Set exercise. Reproduce every one of the records below word for word, leaving out the pictures.

-------------------------

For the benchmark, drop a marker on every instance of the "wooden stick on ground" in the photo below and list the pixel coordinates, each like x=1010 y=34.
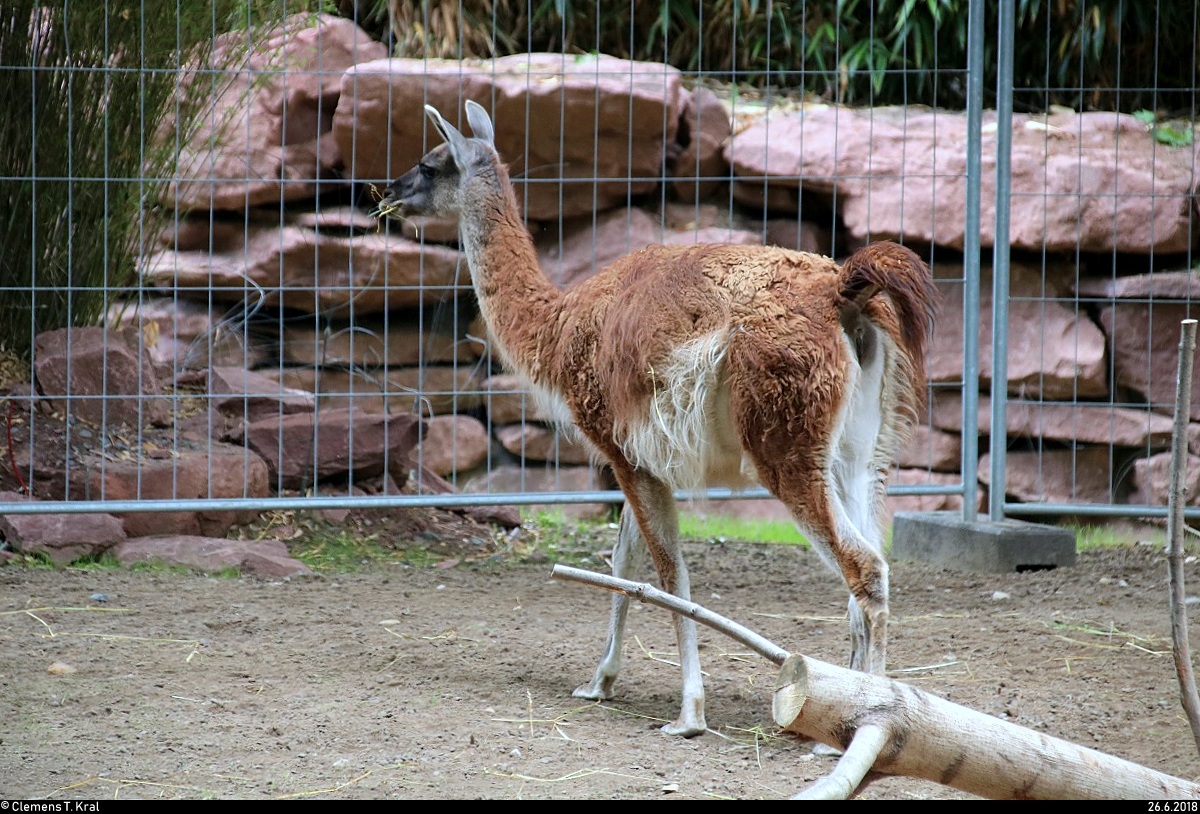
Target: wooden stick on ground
x=1176 y=500
x=891 y=728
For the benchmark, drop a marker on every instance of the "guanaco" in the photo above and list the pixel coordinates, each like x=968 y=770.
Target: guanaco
x=697 y=365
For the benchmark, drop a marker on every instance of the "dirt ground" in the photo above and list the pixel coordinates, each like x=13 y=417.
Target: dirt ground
x=453 y=680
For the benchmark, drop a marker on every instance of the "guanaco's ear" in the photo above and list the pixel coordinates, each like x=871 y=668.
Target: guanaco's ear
x=480 y=124
x=456 y=141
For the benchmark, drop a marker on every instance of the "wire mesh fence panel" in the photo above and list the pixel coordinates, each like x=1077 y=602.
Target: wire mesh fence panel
x=1102 y=243
x=208 y=317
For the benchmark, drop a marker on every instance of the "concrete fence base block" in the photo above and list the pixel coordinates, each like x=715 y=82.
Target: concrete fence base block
x=943 y=538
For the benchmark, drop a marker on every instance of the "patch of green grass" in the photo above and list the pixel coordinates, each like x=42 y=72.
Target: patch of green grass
x=721 y=528
x=561 y=539
x=564 y=536
x=1114 y=536
x=342 y=550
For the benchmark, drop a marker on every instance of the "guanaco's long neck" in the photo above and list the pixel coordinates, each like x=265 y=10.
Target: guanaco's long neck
x=517 y=300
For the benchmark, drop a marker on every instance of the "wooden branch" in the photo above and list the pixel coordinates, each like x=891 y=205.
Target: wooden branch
x=1176 y=500
x=907 y=731
x=847 y=776
x=652 y=596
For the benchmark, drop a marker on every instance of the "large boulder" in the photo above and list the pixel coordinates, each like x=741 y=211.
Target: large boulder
x=305 y=448
x=1086 y=181
x=1141 y=317
x=265 y=135
x=563 y=121
x=61 y=538
x=311 y=270
x=1054 y=351
x=105 y=377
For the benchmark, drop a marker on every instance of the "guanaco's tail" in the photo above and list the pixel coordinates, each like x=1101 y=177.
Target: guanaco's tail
x=899 y=273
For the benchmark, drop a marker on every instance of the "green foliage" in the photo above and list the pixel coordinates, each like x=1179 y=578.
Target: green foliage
x=858 y=52
x=1165 y=132
x=90 y=84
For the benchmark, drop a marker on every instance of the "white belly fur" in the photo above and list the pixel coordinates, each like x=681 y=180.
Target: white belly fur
x=688 y=440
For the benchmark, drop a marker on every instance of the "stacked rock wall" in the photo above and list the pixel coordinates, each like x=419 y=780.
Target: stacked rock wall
x=273 y=240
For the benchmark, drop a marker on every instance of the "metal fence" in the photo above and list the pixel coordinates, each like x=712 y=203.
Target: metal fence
x=256 y=252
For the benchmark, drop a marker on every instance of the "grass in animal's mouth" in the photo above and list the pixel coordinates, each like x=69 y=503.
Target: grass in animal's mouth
x=384 y=207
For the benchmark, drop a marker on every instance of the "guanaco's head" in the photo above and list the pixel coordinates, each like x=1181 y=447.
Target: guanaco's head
x=442 y=181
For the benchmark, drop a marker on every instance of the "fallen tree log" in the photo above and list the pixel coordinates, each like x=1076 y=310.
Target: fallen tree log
x=886 y=726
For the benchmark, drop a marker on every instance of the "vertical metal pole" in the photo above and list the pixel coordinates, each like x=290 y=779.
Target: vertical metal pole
x=971 y=267
x=999 y=444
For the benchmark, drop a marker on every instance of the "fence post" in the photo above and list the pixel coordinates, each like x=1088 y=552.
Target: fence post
x=970 y=468
x=999 y=442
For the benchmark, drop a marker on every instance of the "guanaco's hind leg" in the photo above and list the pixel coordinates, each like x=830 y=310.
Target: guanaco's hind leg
x=847 y=550
x=627 y=563
x=649 y=516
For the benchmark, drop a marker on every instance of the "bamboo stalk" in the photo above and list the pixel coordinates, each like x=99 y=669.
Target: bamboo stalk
x=1176 y=500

-------------------------

Expected output.
For the benchmark, drop a marker on every instance of the "wooden stick on ground" in the photo below and list the pixel coordinates, each like x=1010 y=34.
Target: wooden stick on ground
x=1176 y=500
x=891 y=728
For the benchmark, drop a marker on every instance of the "guanaco" in the photo above and list the pixel coordinates, each like x=968 y=770.
Target: guanaco
x=697 y=365
For the benchmark, drop a marker on every instance of the "dirt ground" in the photo above and list the pixel coordinates, each like x=13 y=417.
Target: dirt ground
x=453 y=680
For the benchmark, drop a marker on every instance of the "guanaco's ear" in the photo above and list the pixel coordinates, each like x=871 y=668.
Target: guanaco's ear
x=480 y=124
x=456 y=141
For the benchmark, drop a marker on every instance of the "wire mesh fence panel" in the photo above and list the pixel coordinates, each like x=1077 y=602.
Target: wire mesh fence panel
x=1102 y=243
x=208 y=317
For the benchmark, drop a marker on every instance of the "concrete fence base block" in the photo above and list the pixel coordinates, each like x=715 y=82.
Target: concrete fence base block
x=943 y=538
For the benchmark, drop a marker on every instance of the "patch of green grass" in the photo above and list the pixel coordinates, each like x=42 y=72.
Target: patch of green grass
x=721 y=528
x=561 y=539
x=564 y=536
x=1114 y=536
x=342 y=550
For the benchmark, drop a marker on every instance of the "guanaco's long neck" in the photo above and list the pixel coordinates, each like x=265 y=10.
Target: guanaco's long neck
x=517 y=300
For the benchmark, drop a marker on every instance of the "wooden branch" in the photo above and list the pixel coordinates, each like x=891 y=205.
Target: wooden branch
x=1176 y=500
x=907 y=731
x=847 y=776
x=652 y=596
For the benchmark, drop a marker on every instance of the "large boulder" in the photo above and list the pixel coordinates, each like x=741 y=211.
Target: large boulder
x=305 y=448
x=1086 y=181
x=1141 y=317
x=265 y=135
x=563 y=121
x=61 y=538
x=311 y=270
x=1054 y=351
x=105 y=377
For the benchmark, drop a marker on every instance of the "guanaco's tail" in the photo above and list the pixel coordinates, each like x=1101 y=177.
Target: guanaco's tail
x=899 y=273
For the benchmark, drop a marker on every instance of the "green foliage" in the photo above and list the pixel coordinates, each like x=1179 y=578.
Target: green foliage
x=858 y=52
x=1165 y=132
x=90 y=84
For the benchmark, drop a marker on every instance of the "white belly fur" in the photo above and list the pixel coordinates, each like x=681 y=180.
Target: white belly fur
x=688 y=440
For the benchmark, drop a marker on every instance of the "stacked rock wall" in the photo above and list the pixel coordinates, each like x=419 y=780.
Target: stacked rock wall
x=273 y=240
For the benchmark, drop a marker on every instance of the "metal fence" in the photo above and list the pixel coordinates, each like x=712 y=203.
Target: metal fence
x=256 y=252
For the benchmark, drop a marker on every instance of the "grass in animal's mouth" in the photo above and list the pixel coordinates, each like x=69 y=503.
Target: grass in animal's mouth
x=384 y=207
For the benchmark, drop a marker on every instance of the "guanaco's head" in the photo above and list the pixel coordinates, each like x=1181 y=447.
Target: guanaco's head
x=442 y=181
For the benchmark, drop a marker on every instance of the "fallen tree log" in the photo above and list the pixel coordinates, each like x=1076 y=310.
Target: fallen tree log
x=886 y=726
For the benchmark, drop a marker on every instance of the "vertical metal pole" in the photo above and list the pixel coordinates, each like x=290 y=779.
Target: vertical metal pole
x=971 y=267
x=999 y=444
For the benchmark, drop a marker on every instance of the "fence post" in the photo above and list the pixel coordinates, each like x=1088 y=552.
Target: fence post
x=970 y=468
x=999 y=442
For the benchmark, drop a marker on every instance of the "guanaco's hind leg" in the photo above and list the pixel coordinates, each like x=830 y=310.
Target: guanaco's hind leg
x=847 y=550
x=627 y=563
x=649 y=516
For the benchmark, drop a marker on every instance of the "bamboo stalk" in the photo above and list the pixel coordinates, each like x=99 y=669.
Target: bamboo stalk
x=1176 y=500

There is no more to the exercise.